#### Task description
Find every line in the records below that contains the string "white" and copy each one. Letter case matters.

───── Records for processing

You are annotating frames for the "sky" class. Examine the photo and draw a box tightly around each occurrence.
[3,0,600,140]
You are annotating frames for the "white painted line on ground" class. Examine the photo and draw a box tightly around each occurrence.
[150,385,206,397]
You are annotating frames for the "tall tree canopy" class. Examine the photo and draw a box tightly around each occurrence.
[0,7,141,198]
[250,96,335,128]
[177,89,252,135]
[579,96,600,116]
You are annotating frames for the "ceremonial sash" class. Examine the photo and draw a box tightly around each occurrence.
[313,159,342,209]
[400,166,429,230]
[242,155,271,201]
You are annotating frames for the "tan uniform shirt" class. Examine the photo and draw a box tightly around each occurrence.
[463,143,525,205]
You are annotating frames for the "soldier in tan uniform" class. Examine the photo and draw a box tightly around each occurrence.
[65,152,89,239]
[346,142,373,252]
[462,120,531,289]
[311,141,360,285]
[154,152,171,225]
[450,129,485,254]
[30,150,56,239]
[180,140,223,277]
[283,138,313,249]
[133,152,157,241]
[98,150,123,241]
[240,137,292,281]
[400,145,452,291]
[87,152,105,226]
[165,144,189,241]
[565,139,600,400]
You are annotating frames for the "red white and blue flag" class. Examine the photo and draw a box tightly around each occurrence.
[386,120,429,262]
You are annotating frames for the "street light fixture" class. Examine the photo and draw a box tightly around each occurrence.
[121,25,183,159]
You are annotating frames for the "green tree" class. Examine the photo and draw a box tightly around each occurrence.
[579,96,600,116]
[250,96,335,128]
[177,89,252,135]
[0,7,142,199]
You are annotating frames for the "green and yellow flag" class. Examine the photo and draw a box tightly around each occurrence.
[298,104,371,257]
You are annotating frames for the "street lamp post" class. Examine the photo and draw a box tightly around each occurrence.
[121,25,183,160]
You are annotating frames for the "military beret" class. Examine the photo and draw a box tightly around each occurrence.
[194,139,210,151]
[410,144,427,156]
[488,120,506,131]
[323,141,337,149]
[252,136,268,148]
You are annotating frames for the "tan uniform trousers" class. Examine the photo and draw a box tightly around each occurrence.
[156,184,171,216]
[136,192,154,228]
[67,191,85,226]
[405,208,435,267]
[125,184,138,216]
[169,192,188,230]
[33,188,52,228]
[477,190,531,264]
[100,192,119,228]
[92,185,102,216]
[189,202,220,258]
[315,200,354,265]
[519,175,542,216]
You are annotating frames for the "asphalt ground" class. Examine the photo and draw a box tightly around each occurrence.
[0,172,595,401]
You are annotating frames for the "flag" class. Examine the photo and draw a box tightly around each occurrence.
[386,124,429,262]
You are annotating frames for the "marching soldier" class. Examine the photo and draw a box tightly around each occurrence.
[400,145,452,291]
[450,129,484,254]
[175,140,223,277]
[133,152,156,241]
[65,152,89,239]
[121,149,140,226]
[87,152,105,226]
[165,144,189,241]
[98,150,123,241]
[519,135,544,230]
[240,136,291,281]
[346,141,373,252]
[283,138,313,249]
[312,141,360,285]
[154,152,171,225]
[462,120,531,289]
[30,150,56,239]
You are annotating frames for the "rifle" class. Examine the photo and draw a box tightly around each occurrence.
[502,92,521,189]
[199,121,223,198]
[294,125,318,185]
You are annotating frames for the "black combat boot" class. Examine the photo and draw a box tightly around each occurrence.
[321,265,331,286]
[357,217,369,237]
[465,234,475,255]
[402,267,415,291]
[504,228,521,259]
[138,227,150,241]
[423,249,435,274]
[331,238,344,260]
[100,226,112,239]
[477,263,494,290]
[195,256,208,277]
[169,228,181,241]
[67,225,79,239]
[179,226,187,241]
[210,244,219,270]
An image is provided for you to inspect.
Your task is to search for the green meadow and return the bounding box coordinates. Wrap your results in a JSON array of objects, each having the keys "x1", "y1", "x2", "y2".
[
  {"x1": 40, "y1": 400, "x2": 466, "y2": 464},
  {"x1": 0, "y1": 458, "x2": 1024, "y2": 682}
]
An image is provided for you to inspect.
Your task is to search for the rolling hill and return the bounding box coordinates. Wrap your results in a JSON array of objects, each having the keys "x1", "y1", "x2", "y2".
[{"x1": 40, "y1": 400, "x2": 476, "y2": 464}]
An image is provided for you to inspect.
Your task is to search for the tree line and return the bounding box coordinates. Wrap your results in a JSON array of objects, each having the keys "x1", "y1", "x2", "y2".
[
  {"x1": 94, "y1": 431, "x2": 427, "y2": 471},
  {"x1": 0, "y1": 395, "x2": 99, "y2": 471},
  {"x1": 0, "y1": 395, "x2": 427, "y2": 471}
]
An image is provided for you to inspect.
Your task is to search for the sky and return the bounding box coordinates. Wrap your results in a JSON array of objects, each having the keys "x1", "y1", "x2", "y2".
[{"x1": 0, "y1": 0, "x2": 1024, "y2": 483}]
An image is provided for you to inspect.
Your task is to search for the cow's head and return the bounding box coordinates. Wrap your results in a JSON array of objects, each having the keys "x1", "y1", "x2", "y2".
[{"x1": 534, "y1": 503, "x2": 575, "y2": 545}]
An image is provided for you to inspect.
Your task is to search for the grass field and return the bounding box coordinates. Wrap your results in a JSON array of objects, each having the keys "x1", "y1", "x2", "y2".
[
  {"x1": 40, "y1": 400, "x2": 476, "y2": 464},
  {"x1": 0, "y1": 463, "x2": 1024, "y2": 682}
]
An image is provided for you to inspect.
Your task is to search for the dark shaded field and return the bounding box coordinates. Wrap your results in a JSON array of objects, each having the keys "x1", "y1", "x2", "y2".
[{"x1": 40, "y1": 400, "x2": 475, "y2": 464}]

──────────

#### Exercise solution
You are annotating frames for the "white painted line on ground" class. Examine the photo and draw a box tightly around each occurrence.
You are annotating frames for the "red white and blue flag" class. Examine the photo and draw a box tightly around each occurrence.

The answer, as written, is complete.